*** QUOTED PASSAGE Section Begins ***

Amber (17 months ago)
One of my favorite places to visit in Naples. Bring a picnic and don't miss the baptismal faunt
Stefano Fristachi (18 months ago)
Beautiful site, open space, under the sky. Ancient Temple with famous Sibilla Antrous Very interesting . Only 4€ . You can buy a global ticket to visit whit other flegrei sites. I suggest to visit with Baia Castel, Anfiteatro Flavio and Baia Therms .
Jason Tiearney (19 months ago)
This site is a hidden gem and has so many great connections to the Greek history of this part of Italy. Especially notable are the long, eerie Temple of the Sibyl and the ruins of two Greek temples, one to Apollo and one to Zeus. To top it off the views of the sea are beautiful. A must visit if you have an interest in the ancient Greek history of southern Italy.
Vicente Gracia (2 years ago)

*** QUOTED PASSAGE Section Ends ***
*** EXTRACTED RECORDS Section Begins ***

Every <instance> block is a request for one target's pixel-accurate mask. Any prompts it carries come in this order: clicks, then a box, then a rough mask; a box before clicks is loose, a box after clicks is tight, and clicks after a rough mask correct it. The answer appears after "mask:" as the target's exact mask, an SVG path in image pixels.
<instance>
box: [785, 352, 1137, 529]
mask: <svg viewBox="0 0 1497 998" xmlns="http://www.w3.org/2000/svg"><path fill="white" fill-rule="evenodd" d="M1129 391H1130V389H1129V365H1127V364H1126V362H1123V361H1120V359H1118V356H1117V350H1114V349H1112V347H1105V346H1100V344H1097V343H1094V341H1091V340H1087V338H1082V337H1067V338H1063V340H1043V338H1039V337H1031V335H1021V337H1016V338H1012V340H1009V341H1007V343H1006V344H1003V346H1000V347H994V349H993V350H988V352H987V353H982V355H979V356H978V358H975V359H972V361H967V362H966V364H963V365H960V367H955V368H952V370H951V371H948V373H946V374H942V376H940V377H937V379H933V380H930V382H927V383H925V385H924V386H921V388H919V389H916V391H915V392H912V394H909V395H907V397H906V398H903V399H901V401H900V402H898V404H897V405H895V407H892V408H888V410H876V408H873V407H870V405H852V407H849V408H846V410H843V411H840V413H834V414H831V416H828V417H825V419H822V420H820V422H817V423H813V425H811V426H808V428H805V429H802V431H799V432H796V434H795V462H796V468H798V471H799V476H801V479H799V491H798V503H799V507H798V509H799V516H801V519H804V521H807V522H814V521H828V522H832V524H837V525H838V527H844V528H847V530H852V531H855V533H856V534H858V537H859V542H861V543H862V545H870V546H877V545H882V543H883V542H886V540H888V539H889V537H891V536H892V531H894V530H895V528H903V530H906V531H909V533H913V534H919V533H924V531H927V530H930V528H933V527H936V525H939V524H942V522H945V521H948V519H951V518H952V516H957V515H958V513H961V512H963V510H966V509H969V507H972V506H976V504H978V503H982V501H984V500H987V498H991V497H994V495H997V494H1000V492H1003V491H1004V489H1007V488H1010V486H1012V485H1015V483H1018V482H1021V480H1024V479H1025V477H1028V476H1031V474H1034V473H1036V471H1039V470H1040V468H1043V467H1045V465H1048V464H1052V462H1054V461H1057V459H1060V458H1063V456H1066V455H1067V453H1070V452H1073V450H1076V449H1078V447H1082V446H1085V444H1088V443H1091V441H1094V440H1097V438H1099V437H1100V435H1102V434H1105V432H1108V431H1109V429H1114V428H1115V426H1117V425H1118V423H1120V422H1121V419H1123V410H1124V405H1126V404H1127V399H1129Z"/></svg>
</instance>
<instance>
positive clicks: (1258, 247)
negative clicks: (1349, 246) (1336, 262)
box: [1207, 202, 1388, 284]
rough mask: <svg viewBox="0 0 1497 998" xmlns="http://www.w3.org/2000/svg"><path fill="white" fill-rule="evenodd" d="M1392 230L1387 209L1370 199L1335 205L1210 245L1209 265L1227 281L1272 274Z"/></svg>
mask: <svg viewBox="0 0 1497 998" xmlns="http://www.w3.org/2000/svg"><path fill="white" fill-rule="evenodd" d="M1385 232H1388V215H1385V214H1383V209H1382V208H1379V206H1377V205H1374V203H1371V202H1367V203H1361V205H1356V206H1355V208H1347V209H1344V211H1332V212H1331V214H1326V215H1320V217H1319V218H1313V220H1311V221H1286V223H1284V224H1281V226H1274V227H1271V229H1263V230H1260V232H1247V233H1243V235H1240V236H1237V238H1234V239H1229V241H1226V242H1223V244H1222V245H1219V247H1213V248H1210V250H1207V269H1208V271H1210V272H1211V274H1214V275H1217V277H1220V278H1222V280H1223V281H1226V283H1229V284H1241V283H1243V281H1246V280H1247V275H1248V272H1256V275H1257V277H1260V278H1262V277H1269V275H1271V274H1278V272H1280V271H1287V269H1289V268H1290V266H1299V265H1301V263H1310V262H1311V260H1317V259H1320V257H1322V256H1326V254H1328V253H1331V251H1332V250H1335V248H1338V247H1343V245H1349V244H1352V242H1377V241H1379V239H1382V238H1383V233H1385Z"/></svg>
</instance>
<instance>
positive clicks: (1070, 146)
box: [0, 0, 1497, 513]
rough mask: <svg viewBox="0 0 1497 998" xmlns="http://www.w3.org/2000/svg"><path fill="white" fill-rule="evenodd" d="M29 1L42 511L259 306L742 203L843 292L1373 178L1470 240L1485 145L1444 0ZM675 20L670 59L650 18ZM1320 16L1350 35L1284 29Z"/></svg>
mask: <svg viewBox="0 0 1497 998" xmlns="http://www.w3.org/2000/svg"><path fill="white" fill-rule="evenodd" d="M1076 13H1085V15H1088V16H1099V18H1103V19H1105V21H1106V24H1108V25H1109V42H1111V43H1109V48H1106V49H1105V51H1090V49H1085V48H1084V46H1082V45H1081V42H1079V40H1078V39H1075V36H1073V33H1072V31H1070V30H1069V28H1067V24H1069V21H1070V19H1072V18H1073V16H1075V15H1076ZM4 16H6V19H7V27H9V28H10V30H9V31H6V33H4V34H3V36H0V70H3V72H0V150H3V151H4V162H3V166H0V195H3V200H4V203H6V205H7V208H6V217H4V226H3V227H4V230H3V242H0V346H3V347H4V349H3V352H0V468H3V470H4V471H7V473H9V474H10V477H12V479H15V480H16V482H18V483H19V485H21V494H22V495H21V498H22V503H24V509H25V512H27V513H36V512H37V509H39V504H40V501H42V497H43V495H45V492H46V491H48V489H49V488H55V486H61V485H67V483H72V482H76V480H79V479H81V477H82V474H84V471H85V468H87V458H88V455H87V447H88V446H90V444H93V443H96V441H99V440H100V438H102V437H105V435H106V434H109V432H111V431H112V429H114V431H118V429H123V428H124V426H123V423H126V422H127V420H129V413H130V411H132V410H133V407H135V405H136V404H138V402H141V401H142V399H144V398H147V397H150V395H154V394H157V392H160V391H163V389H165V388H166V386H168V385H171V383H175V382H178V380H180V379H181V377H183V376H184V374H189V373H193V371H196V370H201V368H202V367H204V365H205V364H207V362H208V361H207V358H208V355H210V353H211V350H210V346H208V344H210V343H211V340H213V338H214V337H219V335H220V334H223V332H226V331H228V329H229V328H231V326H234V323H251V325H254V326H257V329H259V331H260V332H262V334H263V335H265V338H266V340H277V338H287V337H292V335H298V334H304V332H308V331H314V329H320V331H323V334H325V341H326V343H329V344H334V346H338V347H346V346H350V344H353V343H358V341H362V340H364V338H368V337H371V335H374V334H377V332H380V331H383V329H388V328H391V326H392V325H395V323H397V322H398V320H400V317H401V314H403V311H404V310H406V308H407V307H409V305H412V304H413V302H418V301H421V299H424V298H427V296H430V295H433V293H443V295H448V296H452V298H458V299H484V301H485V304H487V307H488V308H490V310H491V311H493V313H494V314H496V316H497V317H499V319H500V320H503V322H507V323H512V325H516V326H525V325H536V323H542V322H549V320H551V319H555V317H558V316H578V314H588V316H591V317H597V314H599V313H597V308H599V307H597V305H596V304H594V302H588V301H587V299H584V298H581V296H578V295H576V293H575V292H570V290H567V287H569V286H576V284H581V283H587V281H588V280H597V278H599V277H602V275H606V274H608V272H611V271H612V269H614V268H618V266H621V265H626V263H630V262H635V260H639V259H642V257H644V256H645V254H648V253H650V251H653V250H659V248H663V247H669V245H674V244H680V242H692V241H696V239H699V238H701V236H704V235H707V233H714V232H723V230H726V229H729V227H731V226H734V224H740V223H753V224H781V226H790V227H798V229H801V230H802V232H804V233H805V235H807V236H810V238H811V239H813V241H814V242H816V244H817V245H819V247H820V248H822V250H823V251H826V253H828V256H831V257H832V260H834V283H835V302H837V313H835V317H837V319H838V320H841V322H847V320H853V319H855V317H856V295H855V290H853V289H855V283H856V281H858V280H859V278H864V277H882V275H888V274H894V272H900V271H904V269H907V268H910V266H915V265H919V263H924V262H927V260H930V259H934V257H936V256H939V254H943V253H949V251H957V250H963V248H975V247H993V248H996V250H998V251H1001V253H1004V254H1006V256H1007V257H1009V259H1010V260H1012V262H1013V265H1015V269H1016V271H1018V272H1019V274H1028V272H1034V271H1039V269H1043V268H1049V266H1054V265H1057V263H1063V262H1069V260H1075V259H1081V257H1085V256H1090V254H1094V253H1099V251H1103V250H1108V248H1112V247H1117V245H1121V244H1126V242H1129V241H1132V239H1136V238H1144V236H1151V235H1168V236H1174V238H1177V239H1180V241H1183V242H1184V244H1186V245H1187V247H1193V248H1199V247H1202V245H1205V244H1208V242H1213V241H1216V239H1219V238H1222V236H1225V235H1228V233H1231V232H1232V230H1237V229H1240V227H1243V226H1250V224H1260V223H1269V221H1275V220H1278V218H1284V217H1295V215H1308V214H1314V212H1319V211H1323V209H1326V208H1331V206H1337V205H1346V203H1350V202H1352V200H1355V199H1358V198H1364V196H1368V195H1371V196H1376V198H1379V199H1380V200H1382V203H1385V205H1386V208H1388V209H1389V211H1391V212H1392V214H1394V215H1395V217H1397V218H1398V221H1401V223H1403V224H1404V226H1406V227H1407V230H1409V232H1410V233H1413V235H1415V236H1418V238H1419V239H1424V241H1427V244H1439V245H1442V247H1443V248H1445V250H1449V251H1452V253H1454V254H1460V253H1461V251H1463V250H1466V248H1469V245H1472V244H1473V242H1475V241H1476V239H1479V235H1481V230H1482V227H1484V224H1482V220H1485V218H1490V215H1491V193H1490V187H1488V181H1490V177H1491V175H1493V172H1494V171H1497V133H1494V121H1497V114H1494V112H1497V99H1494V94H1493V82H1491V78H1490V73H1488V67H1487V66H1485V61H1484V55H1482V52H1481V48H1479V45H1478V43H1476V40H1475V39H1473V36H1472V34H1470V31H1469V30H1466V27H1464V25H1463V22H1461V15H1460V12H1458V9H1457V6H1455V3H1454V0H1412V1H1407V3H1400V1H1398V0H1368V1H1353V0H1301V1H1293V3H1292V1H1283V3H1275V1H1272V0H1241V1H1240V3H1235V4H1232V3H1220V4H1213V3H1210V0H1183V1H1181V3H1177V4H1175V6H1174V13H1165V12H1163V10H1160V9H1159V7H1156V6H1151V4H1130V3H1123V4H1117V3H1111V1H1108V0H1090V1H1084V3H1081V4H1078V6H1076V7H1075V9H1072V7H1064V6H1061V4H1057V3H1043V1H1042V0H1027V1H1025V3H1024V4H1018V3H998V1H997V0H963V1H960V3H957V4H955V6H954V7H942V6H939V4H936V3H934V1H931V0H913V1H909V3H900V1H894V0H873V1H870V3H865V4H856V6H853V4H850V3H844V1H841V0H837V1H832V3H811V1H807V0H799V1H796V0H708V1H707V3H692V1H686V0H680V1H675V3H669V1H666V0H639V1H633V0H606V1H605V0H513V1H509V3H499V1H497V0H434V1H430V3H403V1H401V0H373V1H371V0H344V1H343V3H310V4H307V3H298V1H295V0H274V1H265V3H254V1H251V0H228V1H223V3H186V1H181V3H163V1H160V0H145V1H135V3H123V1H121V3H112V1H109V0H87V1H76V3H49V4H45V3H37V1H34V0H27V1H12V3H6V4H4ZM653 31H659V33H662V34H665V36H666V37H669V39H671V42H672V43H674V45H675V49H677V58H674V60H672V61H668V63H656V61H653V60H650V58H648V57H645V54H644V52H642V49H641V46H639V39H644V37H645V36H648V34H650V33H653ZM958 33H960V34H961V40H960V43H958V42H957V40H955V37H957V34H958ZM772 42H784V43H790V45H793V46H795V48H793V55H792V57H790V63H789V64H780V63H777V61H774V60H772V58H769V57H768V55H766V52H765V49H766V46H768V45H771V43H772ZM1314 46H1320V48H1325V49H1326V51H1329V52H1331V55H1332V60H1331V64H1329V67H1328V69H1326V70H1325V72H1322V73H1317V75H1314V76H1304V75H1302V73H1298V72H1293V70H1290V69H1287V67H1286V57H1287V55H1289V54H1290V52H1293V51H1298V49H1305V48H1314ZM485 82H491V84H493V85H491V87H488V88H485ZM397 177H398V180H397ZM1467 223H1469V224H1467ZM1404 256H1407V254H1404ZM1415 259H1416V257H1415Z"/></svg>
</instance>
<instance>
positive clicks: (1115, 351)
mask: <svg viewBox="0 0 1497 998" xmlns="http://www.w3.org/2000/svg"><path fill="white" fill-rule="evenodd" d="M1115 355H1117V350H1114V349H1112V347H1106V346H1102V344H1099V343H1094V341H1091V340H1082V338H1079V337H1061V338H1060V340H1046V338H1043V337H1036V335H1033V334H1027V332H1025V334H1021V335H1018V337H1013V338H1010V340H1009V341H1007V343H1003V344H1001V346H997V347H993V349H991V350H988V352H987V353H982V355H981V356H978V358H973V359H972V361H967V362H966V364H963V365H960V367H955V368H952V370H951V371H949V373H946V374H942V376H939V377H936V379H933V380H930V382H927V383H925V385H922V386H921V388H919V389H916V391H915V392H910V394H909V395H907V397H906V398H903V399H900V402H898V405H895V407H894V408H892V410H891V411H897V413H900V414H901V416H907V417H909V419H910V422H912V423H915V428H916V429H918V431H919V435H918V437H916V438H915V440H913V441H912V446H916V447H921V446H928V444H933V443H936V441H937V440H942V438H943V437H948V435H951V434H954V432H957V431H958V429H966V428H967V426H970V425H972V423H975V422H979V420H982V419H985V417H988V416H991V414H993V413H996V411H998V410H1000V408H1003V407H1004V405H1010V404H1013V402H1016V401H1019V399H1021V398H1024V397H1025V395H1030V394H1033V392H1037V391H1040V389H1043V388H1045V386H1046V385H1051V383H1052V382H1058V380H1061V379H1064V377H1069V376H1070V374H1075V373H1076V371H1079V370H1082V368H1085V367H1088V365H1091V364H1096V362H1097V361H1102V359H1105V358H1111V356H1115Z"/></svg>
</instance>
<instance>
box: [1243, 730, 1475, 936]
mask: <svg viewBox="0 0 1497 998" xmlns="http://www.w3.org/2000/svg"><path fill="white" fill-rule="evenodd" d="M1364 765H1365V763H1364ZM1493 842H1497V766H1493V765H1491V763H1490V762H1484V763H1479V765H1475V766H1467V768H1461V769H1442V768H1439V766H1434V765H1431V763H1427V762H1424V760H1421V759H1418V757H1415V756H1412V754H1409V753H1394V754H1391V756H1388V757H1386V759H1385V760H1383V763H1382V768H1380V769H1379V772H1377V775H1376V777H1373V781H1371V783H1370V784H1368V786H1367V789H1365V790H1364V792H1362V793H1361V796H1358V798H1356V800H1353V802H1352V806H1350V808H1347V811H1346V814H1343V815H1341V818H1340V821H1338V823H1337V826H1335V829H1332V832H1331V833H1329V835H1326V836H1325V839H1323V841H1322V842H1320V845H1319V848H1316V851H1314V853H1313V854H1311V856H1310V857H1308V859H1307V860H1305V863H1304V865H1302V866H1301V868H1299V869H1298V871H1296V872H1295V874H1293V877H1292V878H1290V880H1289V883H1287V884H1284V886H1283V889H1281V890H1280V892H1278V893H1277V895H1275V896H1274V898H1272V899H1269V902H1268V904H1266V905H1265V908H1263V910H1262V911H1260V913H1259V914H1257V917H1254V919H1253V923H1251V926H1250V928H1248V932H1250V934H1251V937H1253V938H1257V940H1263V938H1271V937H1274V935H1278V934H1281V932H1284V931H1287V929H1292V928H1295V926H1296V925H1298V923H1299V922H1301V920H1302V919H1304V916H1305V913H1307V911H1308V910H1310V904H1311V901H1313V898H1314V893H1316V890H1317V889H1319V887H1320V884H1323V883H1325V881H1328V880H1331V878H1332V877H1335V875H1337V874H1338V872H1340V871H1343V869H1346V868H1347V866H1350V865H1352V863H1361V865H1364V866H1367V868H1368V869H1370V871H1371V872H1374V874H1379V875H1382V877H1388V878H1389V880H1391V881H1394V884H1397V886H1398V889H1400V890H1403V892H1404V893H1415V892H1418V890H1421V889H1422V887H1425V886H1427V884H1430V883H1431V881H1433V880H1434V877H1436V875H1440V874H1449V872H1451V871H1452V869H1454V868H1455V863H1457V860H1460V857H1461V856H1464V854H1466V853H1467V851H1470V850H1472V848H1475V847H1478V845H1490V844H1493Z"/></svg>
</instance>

*** EXTRACTED RECORDS Section Ends ***

* **EXERCISE INSTRUCTIONS**
(1) According to the visitor reviews, which two gods were the two Greek temples dedicated to?
(2) Extend the visitor reviews from the point where they stop.

* **LIST OF ANSWERS**
(1) Apollo and Zeus.

(2)
It takes the worth the visit if you are nearby. The first Sunday of the month is free. Nice views from the temple and Sybila's cave has something mystic and special (go of you want to know) that makes it an almost for stars. Roman crypt was closed and another higher pay off the ruins too.
Christian Schenk (2 years ago)
A very interesting historic site - it is really a pity that it is not more known. Really, a fascinating place, wonderfully located, with a marvelous view towards the islands, and in a nice, park-like atmosphere. Don't miss it, it is only a few minutes from Baiae with the car.